— Start —

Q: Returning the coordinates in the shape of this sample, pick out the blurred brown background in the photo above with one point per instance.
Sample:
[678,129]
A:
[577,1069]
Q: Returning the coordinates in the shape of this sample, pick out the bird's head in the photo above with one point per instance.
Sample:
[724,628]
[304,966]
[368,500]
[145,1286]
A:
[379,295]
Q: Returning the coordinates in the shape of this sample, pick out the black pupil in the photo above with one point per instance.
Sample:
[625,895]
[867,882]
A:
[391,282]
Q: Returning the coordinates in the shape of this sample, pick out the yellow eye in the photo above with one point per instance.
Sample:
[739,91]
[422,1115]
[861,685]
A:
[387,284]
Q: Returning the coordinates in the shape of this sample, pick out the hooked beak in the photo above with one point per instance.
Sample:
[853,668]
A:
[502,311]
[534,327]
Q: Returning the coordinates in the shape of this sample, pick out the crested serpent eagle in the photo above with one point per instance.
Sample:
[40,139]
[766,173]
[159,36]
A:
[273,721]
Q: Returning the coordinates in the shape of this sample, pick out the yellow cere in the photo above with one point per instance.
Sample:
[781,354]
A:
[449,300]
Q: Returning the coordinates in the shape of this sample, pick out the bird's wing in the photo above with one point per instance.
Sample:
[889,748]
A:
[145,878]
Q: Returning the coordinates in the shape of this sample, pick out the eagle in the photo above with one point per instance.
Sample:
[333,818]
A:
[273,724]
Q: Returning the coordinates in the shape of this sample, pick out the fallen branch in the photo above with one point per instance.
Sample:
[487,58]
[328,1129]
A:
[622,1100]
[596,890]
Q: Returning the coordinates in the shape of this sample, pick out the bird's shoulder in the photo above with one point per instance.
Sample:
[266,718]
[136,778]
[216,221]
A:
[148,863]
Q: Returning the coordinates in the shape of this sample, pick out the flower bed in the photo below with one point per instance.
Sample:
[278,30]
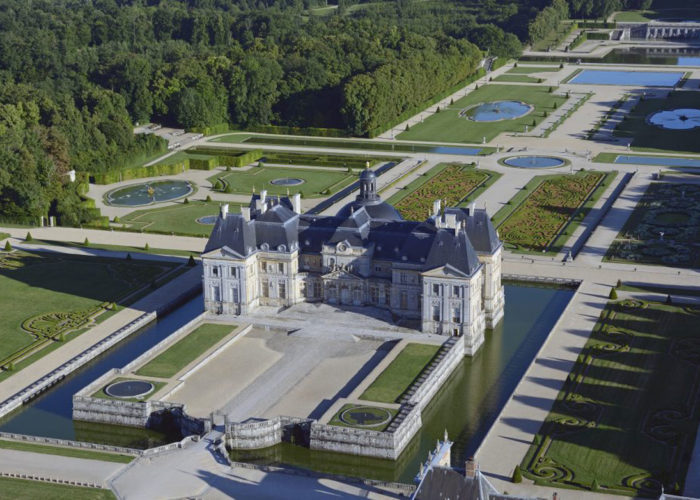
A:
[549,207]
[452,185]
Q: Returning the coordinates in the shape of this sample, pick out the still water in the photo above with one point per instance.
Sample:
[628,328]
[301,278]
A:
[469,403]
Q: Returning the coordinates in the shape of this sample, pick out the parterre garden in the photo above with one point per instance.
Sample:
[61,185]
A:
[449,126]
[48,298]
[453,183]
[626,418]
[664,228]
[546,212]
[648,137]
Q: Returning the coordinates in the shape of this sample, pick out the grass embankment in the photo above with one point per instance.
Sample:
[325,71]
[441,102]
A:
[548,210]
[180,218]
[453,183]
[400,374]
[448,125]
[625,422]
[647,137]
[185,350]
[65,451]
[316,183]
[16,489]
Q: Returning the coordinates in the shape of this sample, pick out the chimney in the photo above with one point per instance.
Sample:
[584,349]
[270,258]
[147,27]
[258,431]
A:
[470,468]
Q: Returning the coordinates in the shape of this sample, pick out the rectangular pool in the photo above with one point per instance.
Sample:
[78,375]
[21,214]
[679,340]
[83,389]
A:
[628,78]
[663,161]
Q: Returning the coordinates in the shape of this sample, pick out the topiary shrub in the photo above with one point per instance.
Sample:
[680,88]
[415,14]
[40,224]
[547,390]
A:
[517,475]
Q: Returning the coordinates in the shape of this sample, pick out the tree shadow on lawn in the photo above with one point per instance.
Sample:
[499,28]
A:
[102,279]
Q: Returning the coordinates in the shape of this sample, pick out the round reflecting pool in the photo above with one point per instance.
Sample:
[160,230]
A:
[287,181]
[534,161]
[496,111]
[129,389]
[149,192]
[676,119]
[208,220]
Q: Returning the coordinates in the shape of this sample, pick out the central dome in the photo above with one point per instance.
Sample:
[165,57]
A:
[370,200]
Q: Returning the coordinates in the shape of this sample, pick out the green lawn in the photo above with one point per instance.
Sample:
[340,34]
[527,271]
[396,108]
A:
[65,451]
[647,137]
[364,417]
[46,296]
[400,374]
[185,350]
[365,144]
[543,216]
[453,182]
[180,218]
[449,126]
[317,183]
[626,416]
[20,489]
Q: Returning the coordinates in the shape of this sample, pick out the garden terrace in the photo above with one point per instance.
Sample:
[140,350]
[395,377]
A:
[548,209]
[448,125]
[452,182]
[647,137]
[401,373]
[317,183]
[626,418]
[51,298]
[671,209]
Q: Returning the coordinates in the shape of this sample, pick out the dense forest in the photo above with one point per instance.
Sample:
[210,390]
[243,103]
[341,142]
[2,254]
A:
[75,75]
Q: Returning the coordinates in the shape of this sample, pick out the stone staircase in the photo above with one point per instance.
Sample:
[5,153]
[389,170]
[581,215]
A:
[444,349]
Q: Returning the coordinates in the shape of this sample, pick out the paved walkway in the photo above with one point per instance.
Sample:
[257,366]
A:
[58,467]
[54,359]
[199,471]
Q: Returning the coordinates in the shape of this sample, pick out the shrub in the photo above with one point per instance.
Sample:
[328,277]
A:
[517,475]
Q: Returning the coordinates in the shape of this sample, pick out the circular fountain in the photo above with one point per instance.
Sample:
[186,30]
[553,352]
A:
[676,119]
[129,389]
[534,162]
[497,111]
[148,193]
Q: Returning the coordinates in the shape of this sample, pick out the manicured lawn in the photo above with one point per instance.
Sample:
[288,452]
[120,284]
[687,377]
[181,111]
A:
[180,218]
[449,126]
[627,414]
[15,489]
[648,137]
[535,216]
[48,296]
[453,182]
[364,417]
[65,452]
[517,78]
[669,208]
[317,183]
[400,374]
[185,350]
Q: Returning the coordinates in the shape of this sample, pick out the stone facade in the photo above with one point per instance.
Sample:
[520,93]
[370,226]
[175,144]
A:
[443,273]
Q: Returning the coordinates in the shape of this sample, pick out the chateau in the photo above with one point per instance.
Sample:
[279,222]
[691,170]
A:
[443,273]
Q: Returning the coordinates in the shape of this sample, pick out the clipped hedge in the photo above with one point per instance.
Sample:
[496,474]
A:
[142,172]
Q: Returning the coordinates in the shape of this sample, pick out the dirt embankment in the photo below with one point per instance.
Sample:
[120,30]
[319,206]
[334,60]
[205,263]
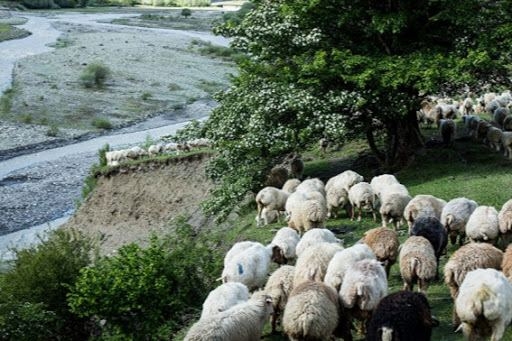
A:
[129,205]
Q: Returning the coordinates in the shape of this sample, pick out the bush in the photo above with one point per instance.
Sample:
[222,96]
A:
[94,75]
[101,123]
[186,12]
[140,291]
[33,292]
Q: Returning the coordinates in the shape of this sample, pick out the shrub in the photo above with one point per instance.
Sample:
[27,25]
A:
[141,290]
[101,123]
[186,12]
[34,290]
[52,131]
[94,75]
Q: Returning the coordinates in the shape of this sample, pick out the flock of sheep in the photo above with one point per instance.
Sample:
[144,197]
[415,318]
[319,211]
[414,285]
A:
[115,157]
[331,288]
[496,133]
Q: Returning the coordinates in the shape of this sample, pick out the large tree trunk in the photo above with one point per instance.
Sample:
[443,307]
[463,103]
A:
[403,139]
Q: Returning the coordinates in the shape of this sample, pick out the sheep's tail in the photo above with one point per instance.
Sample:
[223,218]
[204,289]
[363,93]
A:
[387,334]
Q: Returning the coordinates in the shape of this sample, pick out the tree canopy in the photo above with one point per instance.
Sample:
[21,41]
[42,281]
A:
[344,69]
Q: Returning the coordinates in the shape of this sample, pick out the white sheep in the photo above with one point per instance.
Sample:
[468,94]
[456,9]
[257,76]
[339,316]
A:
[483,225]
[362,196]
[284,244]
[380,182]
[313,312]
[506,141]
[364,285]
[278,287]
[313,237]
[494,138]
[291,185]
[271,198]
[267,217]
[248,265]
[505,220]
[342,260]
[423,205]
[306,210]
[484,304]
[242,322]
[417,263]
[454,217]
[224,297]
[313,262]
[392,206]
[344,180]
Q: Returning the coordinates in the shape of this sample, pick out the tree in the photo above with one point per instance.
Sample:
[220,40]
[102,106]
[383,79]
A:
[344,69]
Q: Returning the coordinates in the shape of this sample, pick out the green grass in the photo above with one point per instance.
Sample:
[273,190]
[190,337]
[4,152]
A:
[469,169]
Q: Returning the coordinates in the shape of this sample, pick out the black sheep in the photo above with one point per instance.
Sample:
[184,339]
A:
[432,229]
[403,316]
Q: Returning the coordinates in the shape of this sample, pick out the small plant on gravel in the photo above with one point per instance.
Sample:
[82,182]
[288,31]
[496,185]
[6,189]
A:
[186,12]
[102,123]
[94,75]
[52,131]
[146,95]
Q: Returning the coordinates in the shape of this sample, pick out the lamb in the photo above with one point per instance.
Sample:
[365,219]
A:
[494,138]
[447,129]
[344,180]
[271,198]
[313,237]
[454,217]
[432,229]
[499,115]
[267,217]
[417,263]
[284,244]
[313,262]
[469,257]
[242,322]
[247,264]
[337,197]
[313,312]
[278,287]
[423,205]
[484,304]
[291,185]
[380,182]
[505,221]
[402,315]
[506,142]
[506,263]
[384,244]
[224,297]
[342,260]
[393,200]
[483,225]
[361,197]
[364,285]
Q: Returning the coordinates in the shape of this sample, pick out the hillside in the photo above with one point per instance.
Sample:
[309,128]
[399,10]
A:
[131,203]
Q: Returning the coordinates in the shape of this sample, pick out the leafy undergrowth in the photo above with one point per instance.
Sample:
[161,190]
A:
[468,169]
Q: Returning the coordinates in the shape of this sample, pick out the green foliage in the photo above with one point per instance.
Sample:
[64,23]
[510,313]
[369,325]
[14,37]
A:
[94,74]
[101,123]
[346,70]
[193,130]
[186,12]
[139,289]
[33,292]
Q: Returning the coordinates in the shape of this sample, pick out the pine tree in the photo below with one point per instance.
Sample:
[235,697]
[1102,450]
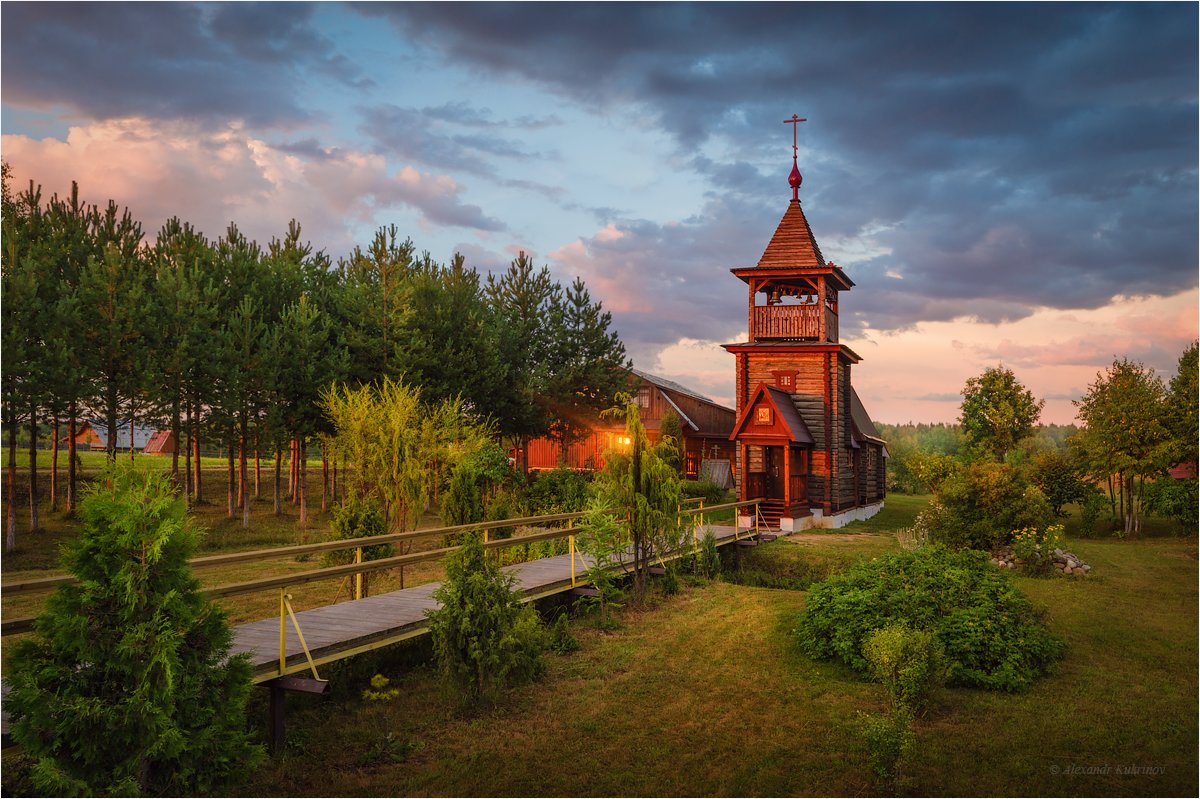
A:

— End —

* What to do: Copy the lines starting at the line that contains "the tree in" and running to the final line of the entries, inclusive; omit all pictures.

* Task result:
Q: Returning the coordinates in the shape of this sample, pick out the tree in the photo above with one point per instance.
Sample:
[220,40]
[102,106]
[383,79]
A:
[344,69]
Q: Returning the coordinates in the shape of this sample, pick out the green grass in the photo above with one point per instance.
Sample:
[273,190]
[190,337]
[4,152]
A:
[469,169]
Q: Returning the coordinates in the shape of this sample, pick out the black sheep in the photo above with one point per instance.
Sample:
[184,339]
A:
[432,229]
[403,316]
Q: Returning the coordinates in the shape of this sample, pick out the small plant on gravel in the photo above with one point per instance.
Sample:
[82,182]
[288,31]
[496,185]
[6,189]
A:
[186,12]
[102,123]
[94,75]
[52,131]
[146,95]
Q: Returning the coordinates in the shape of this sample, pick out the lamb in the photo above with one point per instance.
Sample:
[365,219]
A:
[494,138]
[447,129]
[344,180]
[271,198]
[313,237]
[454,217]
[432,229]
[499,115]
[267,217]
[417,263]
[284,244]
[313,262]
[469,257]
[242,322]
[247,264]
[337,197]
[313,312]
[278,287]
[423,205]
[484,304]
[291,185]
[380,182]
[505,221]
[402,315]
[506,142]
[506,263]
[384,244]
[224,297]
[342,260]
[393,200]
[483,225]
[361,197]
[364,285]
Q: Returning the coordinates in the shape of this sample, pick out the hillside in the photo above with one point per instance.
Sample:
[309,128]
[399,10]
A:
[131,203]
Q: Returning the coordinates in the shape of this sample, pick out the leafy undergrowth in the photo above with one point per instance.
Sample:
[161,190]
A:
[468,169]
Q: Returning the coordinates in the shape of this sample, pick out the green foliage in the photo above with one point per instance.
Sample:
[64,23]
[510,313]
[369,325]
[14,37]
A:
[94,74]
[101,123]
[346,70]
[193,130]
[186,12]
[139,289]
[33,292]
Q: Returning the coordinates in the shape of this sample, pick out the pine tree in the photo below with one point per instance.
Sample:
[235,697]
[1102,450]
A:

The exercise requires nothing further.